CHALLENGES:
**a.** Replace "Exquisite" with "Masterwork" in the passage on pricing metal goods, and write out the passage from "Exquisite jewelry?  Metal" to "the listed multiplier." with that change.
**b.** Carry on the passage on pricing coins and metal goods, picking up after its final sentence.

EXCERPT PROVIDED:
If you want to get deep into simulation, add ten or twelve percent to the value of any coin being spent in the territory where it was minted _or_ devalue "foreign" coins to that of ore value, since they will have to be collected by the authorites and restruck as proper coins of the realm.

 

Determine your multipliers for different types of metal goods:

 

Simple jewelry?  Metal value x 2, paying for the skill and labor that went into it,

 

Nice jewelry?  Metal used x 4.

 

Exquisite jewelry?  Metal x 10.

 

These are just numbers pulled from the air, mind you, and to get the feel of different economies or particularly desireable or common pieces will rate higher or lower than the listed multiplier.

 

It gets a bit more detailed with steel, but gain, your cost _starts_ with the amount of raw materials: the coin weight of the item, essentially, plus the weight of any material lost during crafting, etc.

 

From their your multipliers are determined by the amount of time spent crafting (total time: if it took ten men ten days, then it took 100 days), the amount of skill, the detail and ornateness, and any uniwue features such as "unearthly sharpness of edge" or "lighter than a schoolboy's thoughts" or even "super-easy to bless."

DATA:
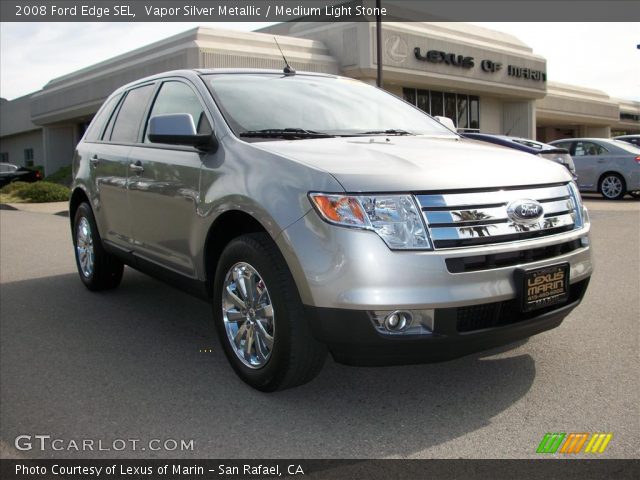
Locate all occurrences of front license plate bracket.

WRITTEN RESPONSES:
**a.**
Masterwork jewelry?  Metal x 10.

 

These are just numbers pulled from the air, mind you, and to get the feel of different economies or particularly desireable or common pieces will rate higher or lower than the listed multiplier.

**b.**
Which brings up the next point, more common with weapons than anything else in RPGs:

 

_everyone_ gets paid, and everyone has a orive requirment.  So you have figured out what the metal costs and the blacksmith charges; that's great.  But then there were the two monks who blessed the ore and started the ceremony to enchant the blade and the alchemists who provided the mysterious powders to fold into the white-hot steel, etc.

 

All of that costs, and those costs are not only added in to the cost of the item, but they are determined the same way: the church wants to be paid for their services, as does the local alchemical college.

 

And this is pretty much how an unregulated market works, really.  If your local municipality has special laws governing any of these things or even controlling the sale or manufacture or even just the final price, factor that in as well.

 

There is so much more than can be thrown into this, but the first part: metal value, ore value, cost multipliers, exchange rates- these should be enough to create the experience your playera arw looking for.

 

Just remind them when they start to realize that metal items are very much worth more than their weight in coins that this is the reason so many grouos kind of gloss over day-to-day finances..... ;)

 

Hope something there helps!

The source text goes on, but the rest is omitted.